## Input rows
* * * * *
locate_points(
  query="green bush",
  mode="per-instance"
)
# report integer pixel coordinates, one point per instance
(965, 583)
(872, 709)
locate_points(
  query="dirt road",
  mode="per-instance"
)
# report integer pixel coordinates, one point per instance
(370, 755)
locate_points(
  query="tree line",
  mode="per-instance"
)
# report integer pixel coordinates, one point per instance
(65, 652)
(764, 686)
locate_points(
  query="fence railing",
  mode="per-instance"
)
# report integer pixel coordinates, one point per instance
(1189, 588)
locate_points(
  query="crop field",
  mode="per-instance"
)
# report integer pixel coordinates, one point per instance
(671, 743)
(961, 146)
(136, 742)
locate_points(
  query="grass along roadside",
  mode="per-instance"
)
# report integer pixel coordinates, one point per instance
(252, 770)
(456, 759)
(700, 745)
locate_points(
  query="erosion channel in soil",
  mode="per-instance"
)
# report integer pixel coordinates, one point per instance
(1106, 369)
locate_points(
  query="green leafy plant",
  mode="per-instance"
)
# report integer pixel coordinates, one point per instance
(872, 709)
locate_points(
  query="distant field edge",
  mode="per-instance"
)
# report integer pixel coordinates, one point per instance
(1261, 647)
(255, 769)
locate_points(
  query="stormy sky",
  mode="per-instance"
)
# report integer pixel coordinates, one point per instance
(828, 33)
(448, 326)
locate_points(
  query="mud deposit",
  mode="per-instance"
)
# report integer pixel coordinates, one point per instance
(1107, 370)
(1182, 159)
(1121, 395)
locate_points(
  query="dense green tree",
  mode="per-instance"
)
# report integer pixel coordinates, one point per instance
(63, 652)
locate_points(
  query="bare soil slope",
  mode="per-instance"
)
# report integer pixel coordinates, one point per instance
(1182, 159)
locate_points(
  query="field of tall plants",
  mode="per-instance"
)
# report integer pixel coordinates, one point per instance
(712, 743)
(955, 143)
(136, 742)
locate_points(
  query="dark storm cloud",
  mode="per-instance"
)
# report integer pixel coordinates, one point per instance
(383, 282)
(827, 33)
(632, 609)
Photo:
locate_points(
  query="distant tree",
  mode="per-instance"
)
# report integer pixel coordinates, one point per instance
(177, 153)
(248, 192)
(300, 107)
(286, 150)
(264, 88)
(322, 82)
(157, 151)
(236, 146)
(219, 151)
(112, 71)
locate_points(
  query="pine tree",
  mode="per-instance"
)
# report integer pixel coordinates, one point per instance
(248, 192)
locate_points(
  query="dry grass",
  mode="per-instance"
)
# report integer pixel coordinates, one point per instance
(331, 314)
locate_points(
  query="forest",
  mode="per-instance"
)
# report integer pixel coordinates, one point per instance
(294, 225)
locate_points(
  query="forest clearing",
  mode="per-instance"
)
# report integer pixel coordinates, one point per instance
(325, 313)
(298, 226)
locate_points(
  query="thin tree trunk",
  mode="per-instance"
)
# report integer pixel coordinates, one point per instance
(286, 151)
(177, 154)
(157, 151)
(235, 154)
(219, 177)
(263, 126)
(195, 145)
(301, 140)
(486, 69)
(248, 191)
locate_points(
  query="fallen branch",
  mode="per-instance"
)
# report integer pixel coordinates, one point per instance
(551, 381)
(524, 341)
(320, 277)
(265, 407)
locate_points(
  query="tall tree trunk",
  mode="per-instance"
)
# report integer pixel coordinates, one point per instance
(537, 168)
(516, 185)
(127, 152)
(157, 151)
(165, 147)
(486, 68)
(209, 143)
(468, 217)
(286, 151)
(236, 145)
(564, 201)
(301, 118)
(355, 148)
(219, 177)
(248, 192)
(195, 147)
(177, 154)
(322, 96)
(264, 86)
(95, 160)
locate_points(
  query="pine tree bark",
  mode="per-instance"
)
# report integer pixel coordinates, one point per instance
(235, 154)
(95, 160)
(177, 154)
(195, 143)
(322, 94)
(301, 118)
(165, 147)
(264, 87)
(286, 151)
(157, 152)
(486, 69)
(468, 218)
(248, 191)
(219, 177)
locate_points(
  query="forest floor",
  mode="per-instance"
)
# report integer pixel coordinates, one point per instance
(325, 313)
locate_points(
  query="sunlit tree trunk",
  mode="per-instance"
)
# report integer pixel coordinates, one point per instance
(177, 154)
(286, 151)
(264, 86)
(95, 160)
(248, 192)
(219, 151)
* * * * *
## Short problem
Produce an exact copy of every entry above.

## Result of the exercise
locate_points(
  query="green bush",
  mode="per-instance"
)
# report integer pixel coordinates, one point per instance
(965, 583)
(872, 709)
locate_points(
  query="dirt road",
  mode="per-instance"
)
# report integer pixel coordinates, one point per instance
(370, 755)
locate_points(
  query="tree line",
  mode="per-instance"
)
# report integer pixel coordinates, one point per instance
(65, 652)
(764, 686)
locate_points(
  query="fence railing",
  mode="per-instance"
)
# report integer pixel coordinates, one point per instance
(1189, 588)
locate_points(
  query="crop field",
  mode="per-instance"
)
# report integer pixel coordinates, one point per instance
(671, 743)
(961, 146)
(136, 742)
locate_points(
  query="grass along roadside",
  mode="per-instance"
)
# report integer pixel coordinates, one point per instance
(252, 770)
(456, 759)
(700, 745)
locate_points(
  query="erosion channel in soil",
  mode="per-instance"
)
# report integer pixel coordinates, one point per instance
(1106, 369)
locate_points(
  query="green leafy plant",
  mode="per-instance"
)
# report integer pixel coordinates, one point per instance
(872, 709)
locate_points(
  query="distant field edge",
  mode="per-instance"
)
# report integer pixel coordinates, one point per instance
(1261, 647)
(255, 769)
locate_points(
  query="stormy sky",
  mode="per-instance"
)
# report integer pixel coordinates, one point per instance
(828, 33)
(448, 326)
locate_points(
  query="mud deposit",
  mode="per-instance"
)
# report integer pixel coordinates, one point per instance
(1107, 370)
(1182, 159)
(1121, 395)
locate_points(
  query="dense green tree",
  mode="per-instance"
)
# report integer pixel coordinates, one point per instance
(63, 652)
locate_points(
  query="bare soil slope",
  mode="per-instance"
)
# report integer pixel coordinates, one point per instance
(1182, 159)
locate_points(
  query="field of tall plants",
  mode="per-instance"
)
# report integer pixel coordinates, one point per instance
(712, 743)
(955, 143)
(136, 742)
locate_points(
  query="dark storm cloud",
  mode="per-instance"
)
# report integer pixel coordinates, one point per instance
(383, 282)
(827, 33)
(632, 609)
Photo:
locate_points(
  query="distant tree",
  mode="per-instance"
)
# report integer pixel coordinates, one point per instance
(177, 153)
(248, 192)
(300, 107)
(286, 150)
(264, 88)
(322, 82)
(157, 151)
(236, 146)
(219, 151)
(112, 71)
locate_points(
  query="pine tree",
  mode="per-instance"
)
# report integer pixel coordinates, one point per instance
(248, 192)
locate_points(
  query="dry grass",
  mode="per-instance"
)
# report integer pixel coordinates, one point per instance
(331, 314)
locate_points(
  query="forest",
  mode="per-instance"
)
# report integer pixel coordinates, one point per instance
(294, 225)
locate_points(
  query="forest clearing",
  mode="per-instance"
)
# report integer pixel coordinates, one point per instance
(325, 313)
(298, 226)
locate_points(
  query="thin tree trunk",
  mode="per-instance"
)
# report integer pixel coordinates, one point per instance
(286, 151)
(177, 154)
(157, 151)
(235, 154)
(219, 177)
(263, 126)
(195, 145)
(301, 140)
(486, 69)
(248, 191)
locate_points(
  query="fallen branch",
  mode="per-instance"
)
# report integer pixel coordinates, one point per instance
(551, 381)
(524, 341)
(320, 277)
(265, 407)
locate_points(
  query="tall tree trunk",
  mode="per-instance"
)
# report integer pixel coordinates, one point per instance
(537, 168)
(516, 185)
(127, 152)
(157, 151)
(165, 147)
(486, 68)
(209, 143)
(468, 217)
(286, 151)
(236, 145)
(564, 201)
(301, 118)
(355, 148)
(219, 177)
(248, 192)
(195, 147)
(177, 154)
(322, 96)
(264, 86)
(95, 160)
locate_points(
  query="pine tree bark",
  mode="per-instance"
)
# report integer pixel coordinates, one point per instance
(235, 154)
(95, 160)
(177, 154)
(195, 143)
(322, 94)
(301, 118)
(165, 147)
(264, 87)
(286, 151)
(157, 152)
(486, 69)
(468, 218)
(248, 191)
(219, 177)
locate_points(
  query="forest floor",
  mode="per-instance"
)
# report integer pixel coordinates, one point per instance
(325, 313)
locate_points(
  query="sunlit tree trunk",
  mode="per-instance"
)
# report integer pixel coordinates, one point per instance
(177, 154)
(286, 151)
(264, 86)
(95, 160)
(248, 192)
(219, 151)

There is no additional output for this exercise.